BEGIN PROVIDED MATERIAL

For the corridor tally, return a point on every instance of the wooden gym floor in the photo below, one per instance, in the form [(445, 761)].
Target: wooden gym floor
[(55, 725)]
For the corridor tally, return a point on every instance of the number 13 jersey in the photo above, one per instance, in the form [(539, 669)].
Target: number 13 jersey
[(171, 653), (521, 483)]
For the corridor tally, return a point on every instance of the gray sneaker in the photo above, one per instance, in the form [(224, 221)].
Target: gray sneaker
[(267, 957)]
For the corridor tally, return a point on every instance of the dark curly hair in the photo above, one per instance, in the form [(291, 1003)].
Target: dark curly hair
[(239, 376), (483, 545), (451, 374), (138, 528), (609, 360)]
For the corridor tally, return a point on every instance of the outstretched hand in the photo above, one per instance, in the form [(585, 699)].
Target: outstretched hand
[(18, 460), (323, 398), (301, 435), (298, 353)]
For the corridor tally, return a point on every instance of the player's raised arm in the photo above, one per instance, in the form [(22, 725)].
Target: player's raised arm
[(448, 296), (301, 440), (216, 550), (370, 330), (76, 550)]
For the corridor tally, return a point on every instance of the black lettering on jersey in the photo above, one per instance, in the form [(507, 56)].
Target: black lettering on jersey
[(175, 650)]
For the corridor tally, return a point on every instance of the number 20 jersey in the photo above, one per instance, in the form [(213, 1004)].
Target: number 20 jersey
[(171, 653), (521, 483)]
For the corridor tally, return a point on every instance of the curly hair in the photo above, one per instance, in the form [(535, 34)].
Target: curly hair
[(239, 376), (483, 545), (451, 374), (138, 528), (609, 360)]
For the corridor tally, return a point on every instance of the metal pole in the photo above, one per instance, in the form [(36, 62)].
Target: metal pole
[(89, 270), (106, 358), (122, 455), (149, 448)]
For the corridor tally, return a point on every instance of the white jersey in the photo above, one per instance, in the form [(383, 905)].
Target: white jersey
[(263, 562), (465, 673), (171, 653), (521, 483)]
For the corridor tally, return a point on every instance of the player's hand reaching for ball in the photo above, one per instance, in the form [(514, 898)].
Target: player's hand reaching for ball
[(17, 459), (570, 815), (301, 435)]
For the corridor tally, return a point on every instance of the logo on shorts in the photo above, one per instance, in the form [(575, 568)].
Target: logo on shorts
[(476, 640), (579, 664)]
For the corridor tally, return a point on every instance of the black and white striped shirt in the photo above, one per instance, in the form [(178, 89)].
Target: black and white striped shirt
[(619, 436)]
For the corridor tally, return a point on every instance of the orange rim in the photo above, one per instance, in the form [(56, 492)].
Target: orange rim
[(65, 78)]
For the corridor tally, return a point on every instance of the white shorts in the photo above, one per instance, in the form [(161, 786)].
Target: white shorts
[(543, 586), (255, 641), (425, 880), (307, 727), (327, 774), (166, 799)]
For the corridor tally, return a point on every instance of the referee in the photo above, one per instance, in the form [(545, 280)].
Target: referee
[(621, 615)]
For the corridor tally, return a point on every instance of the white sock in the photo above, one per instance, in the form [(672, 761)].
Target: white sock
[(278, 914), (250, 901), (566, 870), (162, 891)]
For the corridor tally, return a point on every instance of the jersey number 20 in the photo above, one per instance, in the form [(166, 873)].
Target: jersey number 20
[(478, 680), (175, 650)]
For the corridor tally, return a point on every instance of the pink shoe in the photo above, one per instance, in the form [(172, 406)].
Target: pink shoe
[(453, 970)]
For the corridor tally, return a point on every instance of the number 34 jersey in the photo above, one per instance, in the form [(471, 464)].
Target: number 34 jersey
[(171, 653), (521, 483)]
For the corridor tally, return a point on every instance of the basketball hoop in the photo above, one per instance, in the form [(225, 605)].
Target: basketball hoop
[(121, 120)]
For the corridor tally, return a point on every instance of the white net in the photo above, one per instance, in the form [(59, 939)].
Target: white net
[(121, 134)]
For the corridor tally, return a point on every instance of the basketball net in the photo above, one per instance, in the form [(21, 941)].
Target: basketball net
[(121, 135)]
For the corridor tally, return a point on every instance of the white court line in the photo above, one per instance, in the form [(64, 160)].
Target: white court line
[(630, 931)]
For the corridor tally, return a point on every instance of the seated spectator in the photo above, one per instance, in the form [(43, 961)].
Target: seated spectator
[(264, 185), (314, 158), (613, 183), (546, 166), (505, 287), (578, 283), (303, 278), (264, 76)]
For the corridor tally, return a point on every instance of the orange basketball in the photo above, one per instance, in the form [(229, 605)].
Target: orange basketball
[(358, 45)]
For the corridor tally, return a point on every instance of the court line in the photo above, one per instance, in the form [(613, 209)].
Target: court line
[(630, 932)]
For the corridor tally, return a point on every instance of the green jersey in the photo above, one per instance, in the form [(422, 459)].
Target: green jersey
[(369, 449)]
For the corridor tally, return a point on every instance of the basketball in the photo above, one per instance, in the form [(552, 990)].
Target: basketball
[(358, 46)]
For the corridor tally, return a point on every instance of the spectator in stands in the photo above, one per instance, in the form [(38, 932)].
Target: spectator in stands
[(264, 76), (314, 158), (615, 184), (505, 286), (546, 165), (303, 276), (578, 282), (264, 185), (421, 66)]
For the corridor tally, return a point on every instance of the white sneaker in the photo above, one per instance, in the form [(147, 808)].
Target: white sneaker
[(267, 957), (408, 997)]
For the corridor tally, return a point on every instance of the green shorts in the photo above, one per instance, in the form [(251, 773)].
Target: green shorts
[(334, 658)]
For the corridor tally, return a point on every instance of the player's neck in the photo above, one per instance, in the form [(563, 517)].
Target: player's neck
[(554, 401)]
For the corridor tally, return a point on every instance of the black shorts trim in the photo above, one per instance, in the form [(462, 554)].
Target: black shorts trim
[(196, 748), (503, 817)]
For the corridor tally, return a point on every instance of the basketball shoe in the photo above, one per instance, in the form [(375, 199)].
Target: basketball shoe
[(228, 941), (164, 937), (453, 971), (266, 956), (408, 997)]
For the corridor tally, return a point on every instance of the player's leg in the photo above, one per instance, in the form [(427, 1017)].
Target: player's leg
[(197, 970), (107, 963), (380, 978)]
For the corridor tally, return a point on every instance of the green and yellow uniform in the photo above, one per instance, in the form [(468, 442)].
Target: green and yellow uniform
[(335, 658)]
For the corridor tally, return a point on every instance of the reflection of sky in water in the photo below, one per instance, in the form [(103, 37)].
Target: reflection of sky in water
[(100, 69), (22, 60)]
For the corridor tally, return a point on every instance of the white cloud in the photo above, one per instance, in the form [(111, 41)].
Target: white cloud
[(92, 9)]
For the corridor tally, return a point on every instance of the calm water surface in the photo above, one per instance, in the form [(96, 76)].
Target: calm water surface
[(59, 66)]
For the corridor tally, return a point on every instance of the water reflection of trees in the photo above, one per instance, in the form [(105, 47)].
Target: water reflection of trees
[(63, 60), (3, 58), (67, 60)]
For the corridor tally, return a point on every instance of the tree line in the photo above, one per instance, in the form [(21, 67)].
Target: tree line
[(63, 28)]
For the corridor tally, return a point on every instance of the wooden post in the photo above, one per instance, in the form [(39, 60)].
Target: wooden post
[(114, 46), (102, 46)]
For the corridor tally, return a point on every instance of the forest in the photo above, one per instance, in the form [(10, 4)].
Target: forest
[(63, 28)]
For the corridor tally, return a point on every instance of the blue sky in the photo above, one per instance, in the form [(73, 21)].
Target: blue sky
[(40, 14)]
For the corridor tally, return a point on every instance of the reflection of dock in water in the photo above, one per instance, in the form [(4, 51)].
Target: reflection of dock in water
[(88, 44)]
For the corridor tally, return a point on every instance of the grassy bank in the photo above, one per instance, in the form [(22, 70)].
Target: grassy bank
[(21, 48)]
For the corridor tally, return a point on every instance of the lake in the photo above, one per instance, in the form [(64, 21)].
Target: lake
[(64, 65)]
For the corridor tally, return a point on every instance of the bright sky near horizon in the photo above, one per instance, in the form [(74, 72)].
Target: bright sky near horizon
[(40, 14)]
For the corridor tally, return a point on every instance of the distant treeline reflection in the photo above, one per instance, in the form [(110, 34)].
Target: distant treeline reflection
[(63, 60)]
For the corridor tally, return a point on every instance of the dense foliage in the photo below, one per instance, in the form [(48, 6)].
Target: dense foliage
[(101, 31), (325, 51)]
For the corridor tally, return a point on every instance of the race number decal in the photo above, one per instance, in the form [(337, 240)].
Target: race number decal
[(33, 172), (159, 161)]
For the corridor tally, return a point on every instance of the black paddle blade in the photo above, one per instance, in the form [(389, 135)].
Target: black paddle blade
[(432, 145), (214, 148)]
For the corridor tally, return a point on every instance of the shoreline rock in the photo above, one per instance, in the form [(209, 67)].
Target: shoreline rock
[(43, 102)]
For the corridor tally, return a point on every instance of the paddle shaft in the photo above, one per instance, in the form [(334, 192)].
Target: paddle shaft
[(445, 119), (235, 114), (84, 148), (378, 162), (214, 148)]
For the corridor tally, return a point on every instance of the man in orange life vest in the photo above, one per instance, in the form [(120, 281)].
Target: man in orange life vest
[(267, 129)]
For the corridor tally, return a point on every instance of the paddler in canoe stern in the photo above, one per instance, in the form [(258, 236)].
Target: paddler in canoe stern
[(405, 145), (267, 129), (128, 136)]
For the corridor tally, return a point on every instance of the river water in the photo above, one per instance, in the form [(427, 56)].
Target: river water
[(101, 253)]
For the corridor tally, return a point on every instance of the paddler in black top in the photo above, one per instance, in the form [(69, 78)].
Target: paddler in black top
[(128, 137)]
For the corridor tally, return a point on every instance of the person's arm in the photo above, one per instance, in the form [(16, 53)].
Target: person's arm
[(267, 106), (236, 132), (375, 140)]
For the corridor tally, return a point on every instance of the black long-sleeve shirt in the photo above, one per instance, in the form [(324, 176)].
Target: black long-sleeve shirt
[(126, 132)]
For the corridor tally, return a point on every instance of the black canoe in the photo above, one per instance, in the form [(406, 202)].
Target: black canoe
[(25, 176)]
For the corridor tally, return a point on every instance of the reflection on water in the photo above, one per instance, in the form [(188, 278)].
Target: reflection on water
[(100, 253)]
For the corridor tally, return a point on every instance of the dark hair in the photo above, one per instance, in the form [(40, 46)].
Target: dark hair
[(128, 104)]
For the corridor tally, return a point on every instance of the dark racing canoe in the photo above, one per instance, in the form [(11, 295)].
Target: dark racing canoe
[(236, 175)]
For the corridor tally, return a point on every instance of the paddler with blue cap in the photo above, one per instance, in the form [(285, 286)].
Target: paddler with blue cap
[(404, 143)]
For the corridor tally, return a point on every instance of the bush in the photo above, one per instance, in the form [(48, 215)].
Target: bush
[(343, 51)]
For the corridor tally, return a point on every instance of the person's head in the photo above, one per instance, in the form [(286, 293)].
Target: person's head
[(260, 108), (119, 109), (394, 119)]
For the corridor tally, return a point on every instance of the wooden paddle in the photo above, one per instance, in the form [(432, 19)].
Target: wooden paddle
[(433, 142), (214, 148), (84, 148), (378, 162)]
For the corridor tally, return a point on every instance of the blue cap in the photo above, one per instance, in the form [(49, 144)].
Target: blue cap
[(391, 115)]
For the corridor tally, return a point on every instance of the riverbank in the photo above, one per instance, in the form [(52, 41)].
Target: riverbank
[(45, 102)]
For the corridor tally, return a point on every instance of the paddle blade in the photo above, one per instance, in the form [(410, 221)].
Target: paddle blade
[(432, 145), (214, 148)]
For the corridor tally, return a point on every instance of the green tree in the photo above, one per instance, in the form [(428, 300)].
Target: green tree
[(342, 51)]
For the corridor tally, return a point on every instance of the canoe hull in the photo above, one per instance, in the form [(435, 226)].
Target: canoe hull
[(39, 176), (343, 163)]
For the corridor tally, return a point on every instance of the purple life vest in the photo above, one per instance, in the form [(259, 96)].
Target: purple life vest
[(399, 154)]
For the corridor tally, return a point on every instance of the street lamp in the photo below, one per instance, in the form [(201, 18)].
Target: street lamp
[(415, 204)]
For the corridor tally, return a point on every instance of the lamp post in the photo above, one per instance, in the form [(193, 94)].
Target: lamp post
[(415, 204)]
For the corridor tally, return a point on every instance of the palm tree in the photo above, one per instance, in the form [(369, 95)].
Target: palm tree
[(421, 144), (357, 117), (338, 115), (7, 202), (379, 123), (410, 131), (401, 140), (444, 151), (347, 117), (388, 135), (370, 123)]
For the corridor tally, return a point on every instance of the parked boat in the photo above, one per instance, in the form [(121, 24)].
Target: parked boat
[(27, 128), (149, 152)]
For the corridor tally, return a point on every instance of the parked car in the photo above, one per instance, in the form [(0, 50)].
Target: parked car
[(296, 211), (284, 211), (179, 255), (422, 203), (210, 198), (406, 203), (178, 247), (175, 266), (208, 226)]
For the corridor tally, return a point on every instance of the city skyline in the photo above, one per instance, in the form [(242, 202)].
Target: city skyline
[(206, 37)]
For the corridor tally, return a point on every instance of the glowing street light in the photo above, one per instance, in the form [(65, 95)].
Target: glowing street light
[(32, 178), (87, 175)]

END PROVIDED MATERIAL

Retype, without any change, everything in the records above from the line containing "form [(291, 1003)]." down to the line containing "[(18, 460), (323, 398), (301, 435), (298, 353)]", including both of those lines and nothing else.

For the corridor tally, return a point on every instance of the dark curly hair in the photo above, one per instance, in the form [(291, 1003)].
Target: dark curly hair
[(239, 376), (483, 545), (451, 374), (138, 528), (609, 360)]
For the corridor tally, return a point on every instance of the outstretched hand in the photo above, one per instance, in the form [(585, 699)].
Target: outstretched hand
[(18, 460), (323, 398), (301, 435), (298, 353)]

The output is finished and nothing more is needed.